(Aim)
Write out the records below again, replacing each "pixel-coordinate" with "image-space" and keeping everything else the same.

====== Records

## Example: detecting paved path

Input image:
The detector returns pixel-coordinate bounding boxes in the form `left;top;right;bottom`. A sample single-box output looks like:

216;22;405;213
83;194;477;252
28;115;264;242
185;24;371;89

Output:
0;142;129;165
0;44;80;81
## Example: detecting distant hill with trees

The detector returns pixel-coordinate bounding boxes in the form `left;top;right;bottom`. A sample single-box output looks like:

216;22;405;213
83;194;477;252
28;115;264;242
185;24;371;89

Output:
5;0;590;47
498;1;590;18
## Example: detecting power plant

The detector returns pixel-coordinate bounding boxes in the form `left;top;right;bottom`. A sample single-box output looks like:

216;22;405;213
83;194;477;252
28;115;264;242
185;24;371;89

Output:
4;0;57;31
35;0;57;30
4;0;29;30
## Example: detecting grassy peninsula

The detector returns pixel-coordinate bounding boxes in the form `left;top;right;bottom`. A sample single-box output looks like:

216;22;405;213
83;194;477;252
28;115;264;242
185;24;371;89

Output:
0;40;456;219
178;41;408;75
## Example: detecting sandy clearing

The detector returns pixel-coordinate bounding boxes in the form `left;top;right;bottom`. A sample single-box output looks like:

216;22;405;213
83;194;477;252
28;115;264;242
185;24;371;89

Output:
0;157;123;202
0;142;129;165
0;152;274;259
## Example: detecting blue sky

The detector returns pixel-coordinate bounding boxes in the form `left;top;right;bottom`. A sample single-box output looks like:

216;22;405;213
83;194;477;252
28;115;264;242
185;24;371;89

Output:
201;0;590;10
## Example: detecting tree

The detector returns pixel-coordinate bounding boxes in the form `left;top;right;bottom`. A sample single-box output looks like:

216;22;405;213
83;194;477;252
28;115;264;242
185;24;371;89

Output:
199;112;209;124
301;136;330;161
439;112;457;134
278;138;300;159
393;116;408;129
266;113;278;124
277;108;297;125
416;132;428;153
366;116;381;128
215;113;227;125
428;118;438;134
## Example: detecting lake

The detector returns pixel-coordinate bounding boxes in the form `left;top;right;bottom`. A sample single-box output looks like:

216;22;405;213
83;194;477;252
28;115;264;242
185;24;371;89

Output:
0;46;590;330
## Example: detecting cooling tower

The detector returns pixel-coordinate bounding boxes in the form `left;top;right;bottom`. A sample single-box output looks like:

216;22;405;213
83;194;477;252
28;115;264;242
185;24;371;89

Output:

============

(Response to the task)
## Example: detecting paved path

Input image:
The detector returns image-space bounding boxes in the form `left;top;right;bottom`. A sample single-box output looks like:

216;22;405;213
83;194;477;252
28;115;264;242
185;24;371;89

Output:
0;142;129;165
0;44;80;81
## Example: detecting distant hill with trees

The detector returns image-space bounding boxes in the form `left;top;right;bottom`. A sample single-box output looks like:

216;22;405;213
83;194;477;252
28;115;264;242
185;24;371;89

Output:
5;0;590;47
498;1;590;18
## Example: detecting power plant

The detector returns image-space bounding boxes in the form `left;top;right;bottom`. A sample single-box output looks like:

216;22;405;213
83;194;477;252
28;115;264;242
185;24;371;89

Output:
4;0;57;31
35;0;57;30
4;0;29;30
## Example: detecting grassy peninsula

The detector returns image-space bounding boxes in the form `left;top;right;bottom`. A sample single-box output looks like:

216;22;405;213
83;194;477;252
28;115;264;242
185;24;371;89

Output:
0;40;456;219
178;41;408;75
## Example: detecting sandy clearing

The detector returns image-space bounding boxes in the form `left;top;right;bottom`. A sample single-box output looks like:

216;22;405;213
83;194;477;252
28;115;264;242
185;24;371;89

Output:
0;157;123;202
0;142;129;165
0;152;274;259
## Example: detecting blue sky

The detector returns image-space bounding boxes in the form `left;top;right;bottom`. A sample single-box output looks like:

216;22;405;213
83;194;477;252
28;115;264;242
185;24;371;89

Output:
201;0;590;10
## Example: detecting tree

The detector returns image-space bounding boxes in the form `left;top;right;bottom`. A sample single-box output looks like:

216;22;405;213
83;194;477;252
28;115;264;242
185;24;371;89

Output:
199;112;209;124
301;136;330;161
439;112;457;134
278;138;300;159
393;116;408;129
266;113;278;124
277;108;297;125
416;132;428;153
366;116;381;128
215;113;227;125
428;118;438;134
## Example: detecting lake

The detector returns image-space bounding boxes in the form `left;top;right;bottom`. A sample single-box output looks like:

216;22;405;213
83;194;477;252
28;115;264;242
185;24;371;89

Output:
0;46;590;330
## Example: detecting cooling tower

The detector returns image-space bounding boxes in the form `left;top;right;bottom`. A sample single-box output looks like:

216;22;405;213
83;194;477;252
28;115;264;242
185;24;371;89

Output:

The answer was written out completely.